What needs to be done ->
Look for the word "stripe" in the entries below, then copy every line that has it.

*** Records supplied ***

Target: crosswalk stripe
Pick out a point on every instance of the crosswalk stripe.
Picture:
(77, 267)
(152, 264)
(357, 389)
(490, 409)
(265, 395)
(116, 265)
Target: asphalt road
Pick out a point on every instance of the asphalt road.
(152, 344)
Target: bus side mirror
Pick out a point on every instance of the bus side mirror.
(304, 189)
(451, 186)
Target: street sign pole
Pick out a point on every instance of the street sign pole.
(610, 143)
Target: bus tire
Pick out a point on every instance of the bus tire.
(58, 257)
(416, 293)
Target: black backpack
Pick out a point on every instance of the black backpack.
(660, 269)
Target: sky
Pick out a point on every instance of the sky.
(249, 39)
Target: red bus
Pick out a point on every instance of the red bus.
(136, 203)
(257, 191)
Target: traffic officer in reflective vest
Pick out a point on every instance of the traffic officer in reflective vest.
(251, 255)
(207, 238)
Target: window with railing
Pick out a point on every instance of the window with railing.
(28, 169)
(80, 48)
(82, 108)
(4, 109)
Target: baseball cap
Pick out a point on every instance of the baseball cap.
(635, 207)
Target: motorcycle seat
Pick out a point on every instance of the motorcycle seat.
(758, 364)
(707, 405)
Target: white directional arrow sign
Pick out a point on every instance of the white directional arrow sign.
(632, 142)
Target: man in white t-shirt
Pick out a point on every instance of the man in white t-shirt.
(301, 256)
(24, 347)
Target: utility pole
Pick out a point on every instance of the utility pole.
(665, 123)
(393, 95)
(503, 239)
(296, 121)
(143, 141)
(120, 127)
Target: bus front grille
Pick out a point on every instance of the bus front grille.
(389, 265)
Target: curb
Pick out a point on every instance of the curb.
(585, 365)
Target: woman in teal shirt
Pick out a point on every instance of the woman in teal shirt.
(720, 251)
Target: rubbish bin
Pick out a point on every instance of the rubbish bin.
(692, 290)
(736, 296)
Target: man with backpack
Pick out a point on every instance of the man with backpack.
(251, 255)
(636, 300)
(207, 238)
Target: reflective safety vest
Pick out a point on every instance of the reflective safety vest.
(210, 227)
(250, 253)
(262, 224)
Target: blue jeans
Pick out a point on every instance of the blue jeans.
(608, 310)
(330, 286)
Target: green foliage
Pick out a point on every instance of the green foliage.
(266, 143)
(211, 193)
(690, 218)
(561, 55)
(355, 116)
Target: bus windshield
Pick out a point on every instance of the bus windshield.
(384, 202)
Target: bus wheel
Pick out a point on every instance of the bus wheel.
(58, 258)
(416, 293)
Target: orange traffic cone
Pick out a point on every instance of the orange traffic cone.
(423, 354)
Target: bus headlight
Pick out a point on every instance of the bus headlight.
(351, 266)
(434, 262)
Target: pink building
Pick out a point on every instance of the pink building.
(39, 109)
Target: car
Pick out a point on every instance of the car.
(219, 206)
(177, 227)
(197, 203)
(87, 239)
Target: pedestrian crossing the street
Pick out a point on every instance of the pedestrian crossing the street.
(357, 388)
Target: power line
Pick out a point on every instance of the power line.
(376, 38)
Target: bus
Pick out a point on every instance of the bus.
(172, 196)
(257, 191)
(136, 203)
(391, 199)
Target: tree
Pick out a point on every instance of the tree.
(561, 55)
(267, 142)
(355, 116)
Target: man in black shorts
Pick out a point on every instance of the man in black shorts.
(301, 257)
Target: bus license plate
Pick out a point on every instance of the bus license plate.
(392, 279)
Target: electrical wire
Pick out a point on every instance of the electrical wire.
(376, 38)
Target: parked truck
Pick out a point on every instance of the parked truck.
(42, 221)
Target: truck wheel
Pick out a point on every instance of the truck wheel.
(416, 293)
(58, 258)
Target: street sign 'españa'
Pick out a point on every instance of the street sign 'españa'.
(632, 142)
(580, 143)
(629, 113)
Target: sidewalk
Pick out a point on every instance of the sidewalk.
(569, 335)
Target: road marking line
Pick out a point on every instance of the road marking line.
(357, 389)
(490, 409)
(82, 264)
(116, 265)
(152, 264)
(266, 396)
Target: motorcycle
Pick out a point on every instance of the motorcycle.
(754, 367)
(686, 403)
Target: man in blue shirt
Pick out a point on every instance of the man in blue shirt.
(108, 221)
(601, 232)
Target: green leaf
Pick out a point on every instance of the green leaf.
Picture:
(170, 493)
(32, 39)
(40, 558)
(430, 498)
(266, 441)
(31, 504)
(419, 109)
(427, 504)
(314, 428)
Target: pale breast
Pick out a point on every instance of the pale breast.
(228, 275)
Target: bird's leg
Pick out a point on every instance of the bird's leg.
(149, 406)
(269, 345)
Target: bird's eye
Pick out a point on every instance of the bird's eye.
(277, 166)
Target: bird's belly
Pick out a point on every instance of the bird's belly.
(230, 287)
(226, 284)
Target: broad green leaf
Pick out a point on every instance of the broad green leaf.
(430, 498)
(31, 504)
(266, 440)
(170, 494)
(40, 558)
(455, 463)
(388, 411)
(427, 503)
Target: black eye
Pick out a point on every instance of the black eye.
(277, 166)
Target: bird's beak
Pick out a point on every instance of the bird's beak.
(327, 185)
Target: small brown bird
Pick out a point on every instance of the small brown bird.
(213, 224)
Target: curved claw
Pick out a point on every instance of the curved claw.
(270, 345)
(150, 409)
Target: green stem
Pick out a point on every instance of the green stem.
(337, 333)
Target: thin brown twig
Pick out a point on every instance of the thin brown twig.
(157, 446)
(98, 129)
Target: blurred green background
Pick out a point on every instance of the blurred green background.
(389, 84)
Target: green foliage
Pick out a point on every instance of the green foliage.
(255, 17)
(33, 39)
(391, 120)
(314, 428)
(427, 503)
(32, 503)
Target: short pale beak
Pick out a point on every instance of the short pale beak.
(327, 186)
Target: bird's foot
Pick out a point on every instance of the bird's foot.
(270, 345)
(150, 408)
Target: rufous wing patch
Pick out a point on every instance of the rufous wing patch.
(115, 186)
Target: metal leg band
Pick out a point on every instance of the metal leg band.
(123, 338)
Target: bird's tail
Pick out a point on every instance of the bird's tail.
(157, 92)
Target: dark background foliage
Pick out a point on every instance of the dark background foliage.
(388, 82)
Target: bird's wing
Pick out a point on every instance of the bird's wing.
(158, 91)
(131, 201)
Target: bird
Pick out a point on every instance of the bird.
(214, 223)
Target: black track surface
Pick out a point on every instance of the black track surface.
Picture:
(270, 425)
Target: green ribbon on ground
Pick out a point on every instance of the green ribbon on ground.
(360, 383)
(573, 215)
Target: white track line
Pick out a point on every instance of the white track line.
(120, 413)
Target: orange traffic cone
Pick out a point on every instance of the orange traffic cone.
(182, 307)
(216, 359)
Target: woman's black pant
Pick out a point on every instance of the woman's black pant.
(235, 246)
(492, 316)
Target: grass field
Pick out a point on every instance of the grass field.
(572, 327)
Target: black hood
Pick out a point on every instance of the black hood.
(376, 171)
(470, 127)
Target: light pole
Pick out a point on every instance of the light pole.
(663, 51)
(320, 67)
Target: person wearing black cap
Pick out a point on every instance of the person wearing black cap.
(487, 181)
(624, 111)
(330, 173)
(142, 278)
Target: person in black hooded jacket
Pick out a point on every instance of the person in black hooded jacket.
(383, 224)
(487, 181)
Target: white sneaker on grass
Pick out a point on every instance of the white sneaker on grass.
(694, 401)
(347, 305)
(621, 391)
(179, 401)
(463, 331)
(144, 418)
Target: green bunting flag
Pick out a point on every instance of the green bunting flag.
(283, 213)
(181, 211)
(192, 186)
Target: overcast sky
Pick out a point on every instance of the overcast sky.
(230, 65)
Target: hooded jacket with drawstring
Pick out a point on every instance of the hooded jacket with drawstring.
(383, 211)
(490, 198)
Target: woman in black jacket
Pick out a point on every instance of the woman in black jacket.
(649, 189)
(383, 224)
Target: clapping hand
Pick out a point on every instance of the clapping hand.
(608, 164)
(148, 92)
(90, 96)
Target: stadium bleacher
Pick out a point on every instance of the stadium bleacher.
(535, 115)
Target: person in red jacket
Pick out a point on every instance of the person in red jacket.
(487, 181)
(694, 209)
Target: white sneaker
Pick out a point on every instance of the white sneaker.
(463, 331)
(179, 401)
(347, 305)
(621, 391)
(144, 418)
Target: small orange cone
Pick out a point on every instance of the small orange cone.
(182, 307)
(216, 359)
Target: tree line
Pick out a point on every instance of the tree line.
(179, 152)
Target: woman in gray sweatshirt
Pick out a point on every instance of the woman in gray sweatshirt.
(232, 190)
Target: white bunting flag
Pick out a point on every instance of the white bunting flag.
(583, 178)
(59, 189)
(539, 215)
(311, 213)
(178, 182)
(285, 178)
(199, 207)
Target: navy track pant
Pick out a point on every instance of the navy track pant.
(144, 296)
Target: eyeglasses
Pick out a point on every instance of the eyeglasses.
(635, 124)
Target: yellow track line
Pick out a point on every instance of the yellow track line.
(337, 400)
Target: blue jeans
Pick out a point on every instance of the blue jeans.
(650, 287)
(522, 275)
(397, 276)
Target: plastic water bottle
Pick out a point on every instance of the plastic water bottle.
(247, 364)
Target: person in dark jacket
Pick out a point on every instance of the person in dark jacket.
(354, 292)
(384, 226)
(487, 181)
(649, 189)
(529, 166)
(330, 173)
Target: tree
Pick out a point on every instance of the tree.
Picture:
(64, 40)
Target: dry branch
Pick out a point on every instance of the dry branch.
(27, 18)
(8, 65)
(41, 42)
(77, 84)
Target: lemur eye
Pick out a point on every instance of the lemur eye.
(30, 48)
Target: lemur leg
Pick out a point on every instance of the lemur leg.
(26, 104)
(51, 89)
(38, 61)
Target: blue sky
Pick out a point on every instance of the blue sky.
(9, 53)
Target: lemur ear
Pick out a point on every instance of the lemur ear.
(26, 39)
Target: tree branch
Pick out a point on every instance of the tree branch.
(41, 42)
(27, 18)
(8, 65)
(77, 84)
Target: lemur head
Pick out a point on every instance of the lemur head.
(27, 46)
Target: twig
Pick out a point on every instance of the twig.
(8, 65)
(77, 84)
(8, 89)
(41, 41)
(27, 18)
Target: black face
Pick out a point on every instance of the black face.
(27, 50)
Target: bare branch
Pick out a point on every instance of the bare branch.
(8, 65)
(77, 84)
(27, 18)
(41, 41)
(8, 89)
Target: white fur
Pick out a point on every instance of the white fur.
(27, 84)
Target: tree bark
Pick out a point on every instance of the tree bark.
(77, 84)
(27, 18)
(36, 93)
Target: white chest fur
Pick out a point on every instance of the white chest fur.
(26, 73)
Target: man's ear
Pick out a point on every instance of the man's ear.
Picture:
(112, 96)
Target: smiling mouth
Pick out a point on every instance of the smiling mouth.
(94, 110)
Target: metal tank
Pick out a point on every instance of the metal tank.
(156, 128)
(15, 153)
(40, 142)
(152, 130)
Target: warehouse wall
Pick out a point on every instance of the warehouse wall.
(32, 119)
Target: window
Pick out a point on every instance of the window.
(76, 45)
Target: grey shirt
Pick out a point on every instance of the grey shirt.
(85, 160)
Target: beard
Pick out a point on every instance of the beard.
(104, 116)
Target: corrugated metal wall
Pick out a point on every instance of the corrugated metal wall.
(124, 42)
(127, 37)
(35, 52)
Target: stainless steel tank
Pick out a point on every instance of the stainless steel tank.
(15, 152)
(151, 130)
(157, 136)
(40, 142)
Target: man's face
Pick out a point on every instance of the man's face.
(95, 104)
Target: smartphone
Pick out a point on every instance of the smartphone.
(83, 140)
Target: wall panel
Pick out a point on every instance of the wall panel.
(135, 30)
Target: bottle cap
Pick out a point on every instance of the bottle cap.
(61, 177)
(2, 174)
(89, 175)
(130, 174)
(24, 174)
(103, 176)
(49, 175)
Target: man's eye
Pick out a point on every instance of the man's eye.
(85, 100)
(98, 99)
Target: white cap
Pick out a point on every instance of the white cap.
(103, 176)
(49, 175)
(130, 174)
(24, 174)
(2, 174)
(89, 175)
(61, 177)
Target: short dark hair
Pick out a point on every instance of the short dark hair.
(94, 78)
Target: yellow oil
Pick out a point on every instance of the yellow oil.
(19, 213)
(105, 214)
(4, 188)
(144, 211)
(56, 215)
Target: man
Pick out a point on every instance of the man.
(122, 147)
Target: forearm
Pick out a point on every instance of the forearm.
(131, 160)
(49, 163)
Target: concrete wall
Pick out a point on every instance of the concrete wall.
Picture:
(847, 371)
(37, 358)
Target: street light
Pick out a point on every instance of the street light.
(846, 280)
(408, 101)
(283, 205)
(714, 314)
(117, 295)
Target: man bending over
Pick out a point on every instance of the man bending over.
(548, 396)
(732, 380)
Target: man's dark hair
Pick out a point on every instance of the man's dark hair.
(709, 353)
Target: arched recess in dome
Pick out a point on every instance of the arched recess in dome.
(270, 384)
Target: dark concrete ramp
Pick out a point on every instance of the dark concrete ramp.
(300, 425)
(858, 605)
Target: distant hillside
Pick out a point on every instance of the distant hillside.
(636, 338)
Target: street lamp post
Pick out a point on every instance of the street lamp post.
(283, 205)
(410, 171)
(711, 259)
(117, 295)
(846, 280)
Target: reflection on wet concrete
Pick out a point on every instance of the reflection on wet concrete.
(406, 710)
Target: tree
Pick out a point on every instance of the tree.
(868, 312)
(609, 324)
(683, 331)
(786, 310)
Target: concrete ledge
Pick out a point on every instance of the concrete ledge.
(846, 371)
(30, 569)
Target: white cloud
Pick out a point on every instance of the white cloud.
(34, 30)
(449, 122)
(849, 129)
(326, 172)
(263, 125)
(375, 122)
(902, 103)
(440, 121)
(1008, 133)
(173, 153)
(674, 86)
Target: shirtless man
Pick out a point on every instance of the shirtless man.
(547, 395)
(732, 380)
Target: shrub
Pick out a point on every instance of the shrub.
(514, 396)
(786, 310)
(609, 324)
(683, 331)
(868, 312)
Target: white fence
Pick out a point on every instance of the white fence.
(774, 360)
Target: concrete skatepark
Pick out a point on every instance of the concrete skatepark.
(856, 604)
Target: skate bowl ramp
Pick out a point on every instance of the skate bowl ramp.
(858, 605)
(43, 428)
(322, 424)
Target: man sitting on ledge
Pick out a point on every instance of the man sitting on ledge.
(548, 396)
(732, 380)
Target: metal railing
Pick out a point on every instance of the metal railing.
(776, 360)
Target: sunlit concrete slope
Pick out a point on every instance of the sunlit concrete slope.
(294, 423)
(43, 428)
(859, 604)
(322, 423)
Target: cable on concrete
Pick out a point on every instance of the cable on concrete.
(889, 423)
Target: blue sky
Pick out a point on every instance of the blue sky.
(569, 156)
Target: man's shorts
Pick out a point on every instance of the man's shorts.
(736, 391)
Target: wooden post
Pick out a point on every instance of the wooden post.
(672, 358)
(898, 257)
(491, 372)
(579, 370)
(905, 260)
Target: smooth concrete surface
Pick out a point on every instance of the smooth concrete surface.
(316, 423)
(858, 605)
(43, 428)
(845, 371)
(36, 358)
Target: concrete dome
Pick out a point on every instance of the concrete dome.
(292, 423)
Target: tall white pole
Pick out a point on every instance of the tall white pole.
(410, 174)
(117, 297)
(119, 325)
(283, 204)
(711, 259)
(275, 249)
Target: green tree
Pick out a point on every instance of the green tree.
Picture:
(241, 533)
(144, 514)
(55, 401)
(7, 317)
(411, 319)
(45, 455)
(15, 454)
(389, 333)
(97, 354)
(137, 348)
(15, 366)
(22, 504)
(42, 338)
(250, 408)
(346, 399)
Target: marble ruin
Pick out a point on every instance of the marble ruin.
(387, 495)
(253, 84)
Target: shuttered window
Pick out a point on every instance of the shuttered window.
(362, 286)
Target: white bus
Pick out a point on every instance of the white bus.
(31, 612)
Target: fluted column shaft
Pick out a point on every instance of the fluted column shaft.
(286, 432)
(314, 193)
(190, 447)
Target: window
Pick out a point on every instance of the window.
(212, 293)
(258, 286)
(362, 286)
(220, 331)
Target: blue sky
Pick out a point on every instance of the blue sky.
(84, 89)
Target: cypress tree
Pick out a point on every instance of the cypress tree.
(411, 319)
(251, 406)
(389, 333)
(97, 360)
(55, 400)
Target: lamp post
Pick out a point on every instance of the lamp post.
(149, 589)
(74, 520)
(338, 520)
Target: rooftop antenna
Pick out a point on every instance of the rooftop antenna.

*** End of Records supplied ***

Solved exercise ->
Target: crosswalk stripe
Pick out a point on every instance of the crosswalk stripe.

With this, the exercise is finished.